[Opening Recorded data section]

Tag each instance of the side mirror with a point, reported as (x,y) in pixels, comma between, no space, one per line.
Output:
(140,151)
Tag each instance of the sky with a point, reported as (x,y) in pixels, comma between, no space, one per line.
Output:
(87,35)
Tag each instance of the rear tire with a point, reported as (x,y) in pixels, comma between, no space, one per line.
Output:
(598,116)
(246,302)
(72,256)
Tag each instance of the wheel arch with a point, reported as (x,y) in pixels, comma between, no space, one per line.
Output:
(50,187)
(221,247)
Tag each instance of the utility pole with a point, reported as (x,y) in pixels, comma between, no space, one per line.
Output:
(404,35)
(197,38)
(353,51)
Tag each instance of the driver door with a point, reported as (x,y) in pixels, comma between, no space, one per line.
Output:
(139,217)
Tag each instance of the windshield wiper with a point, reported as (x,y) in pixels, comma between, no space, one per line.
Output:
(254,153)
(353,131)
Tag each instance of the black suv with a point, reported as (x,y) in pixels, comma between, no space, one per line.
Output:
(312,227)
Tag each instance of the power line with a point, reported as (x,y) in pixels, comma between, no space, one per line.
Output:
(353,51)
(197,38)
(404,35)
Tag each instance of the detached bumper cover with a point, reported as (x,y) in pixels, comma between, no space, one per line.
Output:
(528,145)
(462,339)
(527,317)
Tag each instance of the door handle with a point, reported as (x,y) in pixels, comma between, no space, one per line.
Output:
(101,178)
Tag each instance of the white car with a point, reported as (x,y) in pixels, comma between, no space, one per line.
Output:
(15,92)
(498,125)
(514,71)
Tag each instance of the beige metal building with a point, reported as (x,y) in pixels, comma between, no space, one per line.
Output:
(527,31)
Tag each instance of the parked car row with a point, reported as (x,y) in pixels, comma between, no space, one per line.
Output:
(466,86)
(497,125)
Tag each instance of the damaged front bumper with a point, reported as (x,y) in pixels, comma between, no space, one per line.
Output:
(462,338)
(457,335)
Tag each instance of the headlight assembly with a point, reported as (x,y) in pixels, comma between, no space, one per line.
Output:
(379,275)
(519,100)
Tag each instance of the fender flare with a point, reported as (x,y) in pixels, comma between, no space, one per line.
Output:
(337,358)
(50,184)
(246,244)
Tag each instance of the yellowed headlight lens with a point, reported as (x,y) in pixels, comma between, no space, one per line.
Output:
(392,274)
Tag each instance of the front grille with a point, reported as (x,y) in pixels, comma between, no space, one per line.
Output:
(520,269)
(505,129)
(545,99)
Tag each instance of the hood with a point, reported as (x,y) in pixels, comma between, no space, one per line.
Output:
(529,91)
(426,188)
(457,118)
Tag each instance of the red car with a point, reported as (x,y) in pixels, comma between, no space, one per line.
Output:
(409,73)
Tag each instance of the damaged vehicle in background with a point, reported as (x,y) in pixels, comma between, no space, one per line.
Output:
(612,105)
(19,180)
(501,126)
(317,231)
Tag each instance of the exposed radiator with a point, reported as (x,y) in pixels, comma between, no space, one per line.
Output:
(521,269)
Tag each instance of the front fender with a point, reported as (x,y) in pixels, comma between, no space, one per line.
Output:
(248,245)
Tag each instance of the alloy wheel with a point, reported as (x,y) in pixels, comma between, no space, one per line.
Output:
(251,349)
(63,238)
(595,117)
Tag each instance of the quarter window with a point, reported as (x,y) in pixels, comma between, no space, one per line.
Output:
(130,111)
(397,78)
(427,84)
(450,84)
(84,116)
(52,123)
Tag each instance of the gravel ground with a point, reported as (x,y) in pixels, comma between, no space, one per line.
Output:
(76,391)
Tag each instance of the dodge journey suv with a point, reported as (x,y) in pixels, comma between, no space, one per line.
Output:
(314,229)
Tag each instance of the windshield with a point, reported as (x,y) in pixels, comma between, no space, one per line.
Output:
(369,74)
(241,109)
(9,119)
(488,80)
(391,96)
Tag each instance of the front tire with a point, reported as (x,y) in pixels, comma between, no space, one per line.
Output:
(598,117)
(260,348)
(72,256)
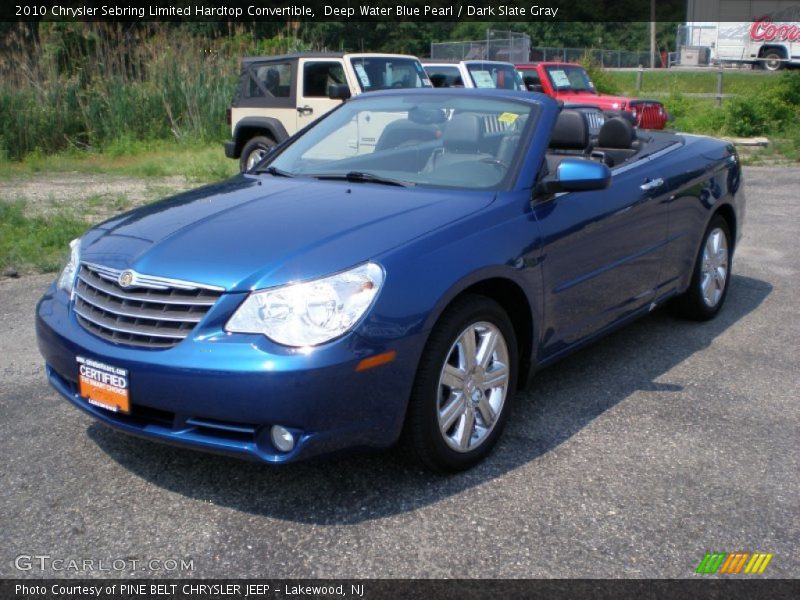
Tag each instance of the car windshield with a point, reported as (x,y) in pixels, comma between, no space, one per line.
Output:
(442,139)
(491,75)
(380,73)
(566,78)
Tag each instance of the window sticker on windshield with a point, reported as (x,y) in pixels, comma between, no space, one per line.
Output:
(560,78)
(508,118)
(483,79)
(362,74)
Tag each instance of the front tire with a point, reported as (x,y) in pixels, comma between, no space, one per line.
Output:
(711,275)
(462,393)
(254,151)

[Closing Recorded data section]

> **About this task**:
Looking at the records above, tally the lines holding "door" and reply with that number only.

> **Answer box**:
2